Work required:
Please answer the following from the running tips text:
1. What piece of gear is suggested for carrying a water bottle and snacks?
2. What should you do right after a run before recording your bodyweight again?
3. In the mileage example, how many more miles remain until the 10-mile mark?

Selected text:
BEGIN
4. Bring Energy With You
During extra long runs, you’ll want to replenish all the calories and electrolytes you’re losing with some on-the-go energy. There are plenty of different types of gels, chews or sports drinks that you can pack with you to prevent from burning out during those last few miles, but a simple banana or protein bar may also do the trick. Consider investing in a hydration belt, which is not only handy for holding your water bottle, but usually also comes with an extra pocket in the front for easy snack storage.
5. Stay Hydrated
You already know this one, but we can’t stress this enough. To prevent burn out and dehydration, you must drink plenty of water. Calculating your sweat rate can help you understand how much and how often you should be drinking throughout a long run. In order to calculate your sweat rate, record your bodyweight prior to a typical run. After your run, towel yourself off and and record your bodyweight once more. Subtract your post-run weight from your pre-run weight, as well as the amount of liquid or water you consumed during this run (to make this easier, try not to drink any water during your “sweat test run”), and this will give you a rough estimate of the amount of fluids you really need to replenish.
6. Mind Over Matter
Runners can sometimes be their own worst enemies, and during a long, arduous run, your mind plays tricks on you, convincing you that you simply cannot go any father. Most runners quickly learn how to shut off the voice in their head, and find ways to mentally push through a wall. Remember the charity or cause you may be running for, or envision how amazing you’re going to feel when you finally cross that finish line. Some runners find it helpful to break up the total distance they have left into more manageable, less intimidating chunks. For example, instead of despairing over the next 13 miles you still have left, tell yourself it’s just three more until you’ve reached the 10-mile mark. Then you’ve just got two more runs of 5 miles each to go!
Taking these factors into consideration will not only energize you throughout your regular runs, but for all the big races you take on in the future. Finishing strong is a recipe for a positive mindset and running success.
END
Referring expression grounding data:
BEGIN
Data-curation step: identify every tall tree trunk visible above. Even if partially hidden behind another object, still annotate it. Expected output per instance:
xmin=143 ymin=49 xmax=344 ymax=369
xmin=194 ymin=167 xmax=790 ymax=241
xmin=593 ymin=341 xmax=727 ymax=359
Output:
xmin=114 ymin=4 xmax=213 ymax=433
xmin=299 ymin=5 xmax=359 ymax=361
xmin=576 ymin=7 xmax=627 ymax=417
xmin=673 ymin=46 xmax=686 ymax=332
END
Response box:
1. A hydration belt.
2. Towel yourself off.
3. Three.